* Problem description: Pictures are to be left out, and the rest of the records reproduced exactly.

* Data for the task:
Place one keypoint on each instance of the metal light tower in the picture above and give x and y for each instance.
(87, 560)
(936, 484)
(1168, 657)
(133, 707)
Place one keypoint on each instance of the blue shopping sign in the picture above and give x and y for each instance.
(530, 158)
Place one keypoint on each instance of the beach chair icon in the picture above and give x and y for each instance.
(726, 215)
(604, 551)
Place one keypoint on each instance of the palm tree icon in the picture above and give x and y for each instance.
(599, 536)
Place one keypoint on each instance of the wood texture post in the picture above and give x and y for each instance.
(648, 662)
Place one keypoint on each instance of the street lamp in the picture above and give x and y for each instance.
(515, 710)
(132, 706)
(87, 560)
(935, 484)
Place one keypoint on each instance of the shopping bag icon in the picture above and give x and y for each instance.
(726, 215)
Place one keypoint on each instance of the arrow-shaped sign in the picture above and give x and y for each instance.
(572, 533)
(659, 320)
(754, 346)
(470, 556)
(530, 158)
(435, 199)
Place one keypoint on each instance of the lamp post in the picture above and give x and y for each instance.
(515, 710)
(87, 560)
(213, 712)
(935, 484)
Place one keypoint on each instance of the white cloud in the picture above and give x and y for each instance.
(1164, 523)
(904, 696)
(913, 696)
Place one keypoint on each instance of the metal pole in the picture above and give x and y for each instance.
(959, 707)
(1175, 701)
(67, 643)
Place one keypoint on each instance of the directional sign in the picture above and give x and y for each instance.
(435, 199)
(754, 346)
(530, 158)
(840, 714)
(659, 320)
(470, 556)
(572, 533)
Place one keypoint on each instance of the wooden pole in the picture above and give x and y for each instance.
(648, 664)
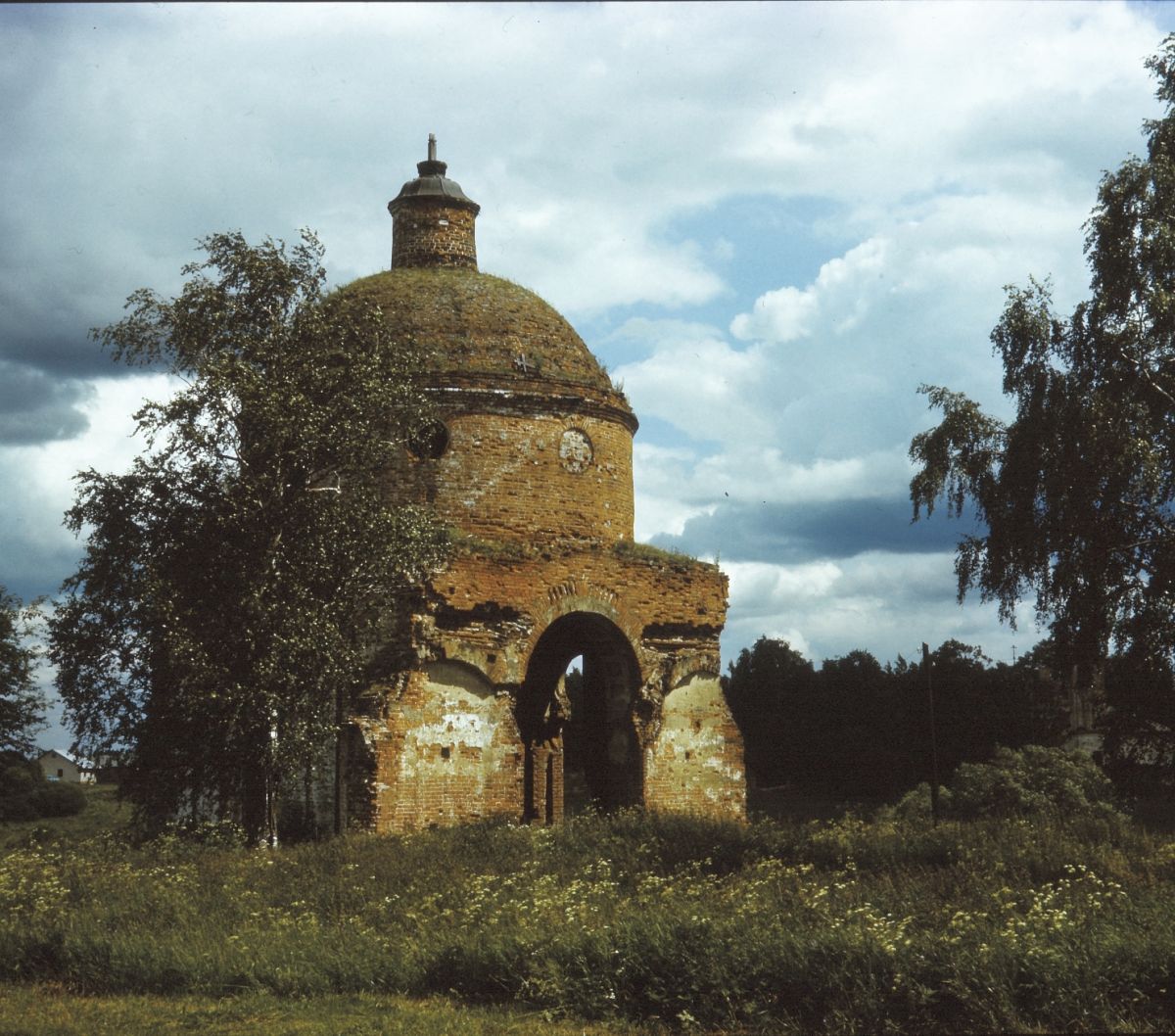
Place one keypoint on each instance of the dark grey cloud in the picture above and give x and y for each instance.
(36, 407)
(792, 534)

* Result below:
Place one keypoint on each instance of the metal light tower in the picture above and give x and y for each instance.
(87, 560)
(936, 484)
(1168, 657)
(133, 707)
Place one keypoint on each instance of the blue shopping sign in the picture above and give x and y for each instance.
(530, 158)
Place one keypoint on each instance of the beach chair icon in the picture above and give x and y for each instance.
(726, 215)
(604, 551)
Place one keypoint on each instance of the palm tree icon in the picture above and give x and y for each instance.
(599, 536)
Place one keypoint on each instance of the wood texture post in the picture above and give x and y for each instance.
(648, 662)
Place one keypoint on each instance of the street lamp in the picture above and give x and y for each instance.
(515, 710)
(132, 706)
(87, 560)
(935, 484)
Place one keypoint on each instance of the shopping bag icon in the picture above and give x and y for each instance.
(726, 215)
Place one keypoint on each instance of the arrow-shaped sign in the picture above and give x and y for each instance.
(572, 533)
(659, 320)
(754, 346)
(470, 556)
(530, 158)
(435, 199)
Place one keypoint on each instance of the lamp post in the picture above and give x and y for each instance.
(515, 710)
(87, 560)
(213, 712)
(935, 484)
Place one keypoint on each instance of the white cloud in the picture above and give x and y for each instance.
(1164, 523)
(904, 696)
(913, 696)
Place one keypoint on each instance of the metal pole in the picture above and give x and y for each instance.
(959, 707)
(1175, 701)
(67, 643)
Place one keypoint on each instance of the directional sign in the picture above and give x and y for each instance.
(435, 199)
(754, 346)
(530, 158)
(840, 714)
(659, 320)
(470, 556)
(572, 533)
Place one keypoint on each instance of the wooden pole in the picture above and give x and y for each instance.
(648, 664)
Place one keypoint on each instance of the dark grey cloud in the picture above and give x and y for each instance.
(36, 407)
(792, 534)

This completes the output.